▸ **What you have to do**: Reproduce the material from the line with "For the document" through the line with "[[580, 827]]", changing "yellow highlight" to "red underline" and leaving everything else as it stands.
* BEGIN *
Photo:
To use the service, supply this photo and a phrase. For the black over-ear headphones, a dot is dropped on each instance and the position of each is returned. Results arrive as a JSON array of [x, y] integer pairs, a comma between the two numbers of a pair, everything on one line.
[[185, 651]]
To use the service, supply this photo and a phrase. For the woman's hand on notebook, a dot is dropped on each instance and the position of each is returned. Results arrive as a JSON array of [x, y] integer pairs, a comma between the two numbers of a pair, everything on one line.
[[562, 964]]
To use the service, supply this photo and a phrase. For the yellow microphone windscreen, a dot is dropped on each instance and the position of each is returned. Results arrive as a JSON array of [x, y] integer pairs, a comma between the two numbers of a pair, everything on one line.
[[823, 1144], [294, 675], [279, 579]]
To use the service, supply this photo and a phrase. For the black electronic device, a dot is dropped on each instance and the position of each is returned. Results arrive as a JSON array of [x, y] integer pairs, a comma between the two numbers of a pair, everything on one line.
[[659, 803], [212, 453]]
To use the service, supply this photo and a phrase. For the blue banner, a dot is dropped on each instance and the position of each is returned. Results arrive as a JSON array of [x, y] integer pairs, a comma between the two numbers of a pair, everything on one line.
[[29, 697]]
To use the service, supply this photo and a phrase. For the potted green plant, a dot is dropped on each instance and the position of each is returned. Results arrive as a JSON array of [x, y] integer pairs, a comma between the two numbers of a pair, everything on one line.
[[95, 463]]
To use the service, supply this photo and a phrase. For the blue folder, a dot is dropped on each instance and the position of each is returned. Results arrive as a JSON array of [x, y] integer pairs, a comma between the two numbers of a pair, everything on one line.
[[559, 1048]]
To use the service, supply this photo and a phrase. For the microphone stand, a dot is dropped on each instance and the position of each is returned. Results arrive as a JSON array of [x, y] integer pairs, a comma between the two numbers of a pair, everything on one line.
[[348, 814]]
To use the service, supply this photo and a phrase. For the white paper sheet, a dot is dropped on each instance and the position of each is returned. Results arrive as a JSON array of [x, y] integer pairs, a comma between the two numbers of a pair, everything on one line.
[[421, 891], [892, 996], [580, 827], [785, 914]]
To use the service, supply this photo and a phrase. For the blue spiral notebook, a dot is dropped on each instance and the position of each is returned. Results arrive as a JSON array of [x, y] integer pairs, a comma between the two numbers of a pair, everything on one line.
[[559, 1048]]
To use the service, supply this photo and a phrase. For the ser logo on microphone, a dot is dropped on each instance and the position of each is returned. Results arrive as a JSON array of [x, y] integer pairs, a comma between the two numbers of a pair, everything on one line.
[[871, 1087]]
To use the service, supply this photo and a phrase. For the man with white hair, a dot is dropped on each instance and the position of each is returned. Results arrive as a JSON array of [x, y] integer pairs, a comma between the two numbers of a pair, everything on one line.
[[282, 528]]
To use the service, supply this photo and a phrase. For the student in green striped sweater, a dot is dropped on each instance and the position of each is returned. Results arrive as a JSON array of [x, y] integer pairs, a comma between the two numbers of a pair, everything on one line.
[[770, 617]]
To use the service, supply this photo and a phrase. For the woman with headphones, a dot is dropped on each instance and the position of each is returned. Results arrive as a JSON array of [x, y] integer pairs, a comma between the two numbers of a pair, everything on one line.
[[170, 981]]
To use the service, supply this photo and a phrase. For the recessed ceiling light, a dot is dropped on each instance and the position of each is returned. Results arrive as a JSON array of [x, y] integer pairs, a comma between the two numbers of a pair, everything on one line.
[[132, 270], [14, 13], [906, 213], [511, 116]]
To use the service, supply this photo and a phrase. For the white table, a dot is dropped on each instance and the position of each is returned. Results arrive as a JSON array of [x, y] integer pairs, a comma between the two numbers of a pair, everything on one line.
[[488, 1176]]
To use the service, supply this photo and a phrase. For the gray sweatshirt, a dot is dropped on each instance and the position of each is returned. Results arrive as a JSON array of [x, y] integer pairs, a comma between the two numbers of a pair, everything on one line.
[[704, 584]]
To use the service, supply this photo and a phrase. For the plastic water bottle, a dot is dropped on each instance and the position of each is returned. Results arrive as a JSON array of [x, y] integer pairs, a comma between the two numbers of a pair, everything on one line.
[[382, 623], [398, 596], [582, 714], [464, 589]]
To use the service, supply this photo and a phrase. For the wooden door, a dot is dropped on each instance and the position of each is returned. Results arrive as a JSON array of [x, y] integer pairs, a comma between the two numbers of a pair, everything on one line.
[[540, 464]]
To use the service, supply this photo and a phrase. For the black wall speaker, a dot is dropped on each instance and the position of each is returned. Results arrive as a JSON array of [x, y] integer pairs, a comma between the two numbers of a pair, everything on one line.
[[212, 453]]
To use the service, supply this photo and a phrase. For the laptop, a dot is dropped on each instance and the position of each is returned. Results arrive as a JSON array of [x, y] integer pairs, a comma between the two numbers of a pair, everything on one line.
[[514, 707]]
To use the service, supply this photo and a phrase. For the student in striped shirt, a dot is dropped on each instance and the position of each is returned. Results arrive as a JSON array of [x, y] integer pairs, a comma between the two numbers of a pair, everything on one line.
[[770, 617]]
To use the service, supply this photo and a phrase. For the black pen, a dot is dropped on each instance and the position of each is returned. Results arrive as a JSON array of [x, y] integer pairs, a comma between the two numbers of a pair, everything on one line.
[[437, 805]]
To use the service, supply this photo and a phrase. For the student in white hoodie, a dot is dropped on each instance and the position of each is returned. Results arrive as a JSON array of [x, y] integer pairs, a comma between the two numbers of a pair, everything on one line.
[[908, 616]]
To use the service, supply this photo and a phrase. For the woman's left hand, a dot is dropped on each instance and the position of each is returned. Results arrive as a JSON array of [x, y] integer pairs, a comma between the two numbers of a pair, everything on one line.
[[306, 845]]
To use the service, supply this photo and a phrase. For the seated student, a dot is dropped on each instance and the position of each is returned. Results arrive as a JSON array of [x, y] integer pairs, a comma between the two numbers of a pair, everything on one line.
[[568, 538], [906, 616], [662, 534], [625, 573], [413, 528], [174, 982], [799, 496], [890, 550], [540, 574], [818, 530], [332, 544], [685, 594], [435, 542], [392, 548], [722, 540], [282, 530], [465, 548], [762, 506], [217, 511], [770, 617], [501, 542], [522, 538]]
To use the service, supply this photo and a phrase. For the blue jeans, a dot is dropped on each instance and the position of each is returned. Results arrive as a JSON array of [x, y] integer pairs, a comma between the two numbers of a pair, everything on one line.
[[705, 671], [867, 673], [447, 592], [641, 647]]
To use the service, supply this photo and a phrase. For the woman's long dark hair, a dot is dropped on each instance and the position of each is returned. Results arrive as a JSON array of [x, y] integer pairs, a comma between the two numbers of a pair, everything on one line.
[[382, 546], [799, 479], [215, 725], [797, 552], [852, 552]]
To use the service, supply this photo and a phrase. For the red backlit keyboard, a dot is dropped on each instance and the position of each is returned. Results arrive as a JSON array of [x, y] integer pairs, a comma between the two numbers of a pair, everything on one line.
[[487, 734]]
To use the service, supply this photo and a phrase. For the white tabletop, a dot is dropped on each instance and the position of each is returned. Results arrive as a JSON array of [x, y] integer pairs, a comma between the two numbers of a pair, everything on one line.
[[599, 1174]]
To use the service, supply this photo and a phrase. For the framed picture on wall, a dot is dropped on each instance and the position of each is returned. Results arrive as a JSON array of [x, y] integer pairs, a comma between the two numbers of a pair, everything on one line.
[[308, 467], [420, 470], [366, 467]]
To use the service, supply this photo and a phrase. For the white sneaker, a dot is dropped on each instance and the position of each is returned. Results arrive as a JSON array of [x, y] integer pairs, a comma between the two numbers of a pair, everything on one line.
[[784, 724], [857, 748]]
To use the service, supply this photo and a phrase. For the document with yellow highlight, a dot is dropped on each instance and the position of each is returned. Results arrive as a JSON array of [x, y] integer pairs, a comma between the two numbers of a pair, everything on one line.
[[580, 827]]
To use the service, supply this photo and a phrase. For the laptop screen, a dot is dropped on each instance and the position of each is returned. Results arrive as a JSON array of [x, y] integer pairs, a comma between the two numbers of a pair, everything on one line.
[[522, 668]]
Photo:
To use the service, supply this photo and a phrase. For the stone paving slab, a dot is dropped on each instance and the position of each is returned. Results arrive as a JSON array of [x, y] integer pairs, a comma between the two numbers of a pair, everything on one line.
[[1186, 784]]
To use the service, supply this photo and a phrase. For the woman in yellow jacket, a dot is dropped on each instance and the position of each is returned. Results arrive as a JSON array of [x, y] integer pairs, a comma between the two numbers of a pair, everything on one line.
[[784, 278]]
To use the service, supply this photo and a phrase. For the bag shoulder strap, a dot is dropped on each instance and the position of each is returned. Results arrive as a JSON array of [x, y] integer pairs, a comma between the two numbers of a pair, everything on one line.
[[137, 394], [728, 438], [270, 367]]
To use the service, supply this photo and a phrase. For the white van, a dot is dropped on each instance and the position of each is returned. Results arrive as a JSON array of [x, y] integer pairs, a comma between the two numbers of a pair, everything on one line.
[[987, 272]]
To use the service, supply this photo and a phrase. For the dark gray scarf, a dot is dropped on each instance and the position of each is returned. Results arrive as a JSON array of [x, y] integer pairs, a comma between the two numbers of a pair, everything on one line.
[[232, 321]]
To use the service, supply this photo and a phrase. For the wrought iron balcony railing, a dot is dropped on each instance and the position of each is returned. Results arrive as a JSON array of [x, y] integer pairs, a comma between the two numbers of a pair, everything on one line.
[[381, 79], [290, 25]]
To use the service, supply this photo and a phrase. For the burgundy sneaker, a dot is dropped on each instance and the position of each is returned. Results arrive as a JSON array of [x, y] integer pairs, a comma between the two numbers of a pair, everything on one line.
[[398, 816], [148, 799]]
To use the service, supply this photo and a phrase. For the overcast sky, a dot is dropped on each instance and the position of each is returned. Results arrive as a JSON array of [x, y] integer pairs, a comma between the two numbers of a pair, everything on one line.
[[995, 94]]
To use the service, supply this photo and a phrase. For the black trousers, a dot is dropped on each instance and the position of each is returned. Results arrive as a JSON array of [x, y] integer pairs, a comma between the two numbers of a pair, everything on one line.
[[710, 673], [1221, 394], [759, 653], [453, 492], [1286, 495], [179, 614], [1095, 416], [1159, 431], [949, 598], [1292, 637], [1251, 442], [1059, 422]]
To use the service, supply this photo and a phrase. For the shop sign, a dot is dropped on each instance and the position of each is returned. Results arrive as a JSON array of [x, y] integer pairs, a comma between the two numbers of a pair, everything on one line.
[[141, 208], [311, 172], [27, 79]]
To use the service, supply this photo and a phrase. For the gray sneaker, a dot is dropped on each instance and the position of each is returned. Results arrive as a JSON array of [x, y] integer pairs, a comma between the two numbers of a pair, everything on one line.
* END *
▸ **Correct answer**:
To use the service, supply this photo and a phrase. For the document with red underline, a dot is dropped on each instance and the position of each is returned. Results arrive as a JSON array of [x, y] integer pairs, a comma between the two numbers of a pair, everything on one line.
[[580, 827]]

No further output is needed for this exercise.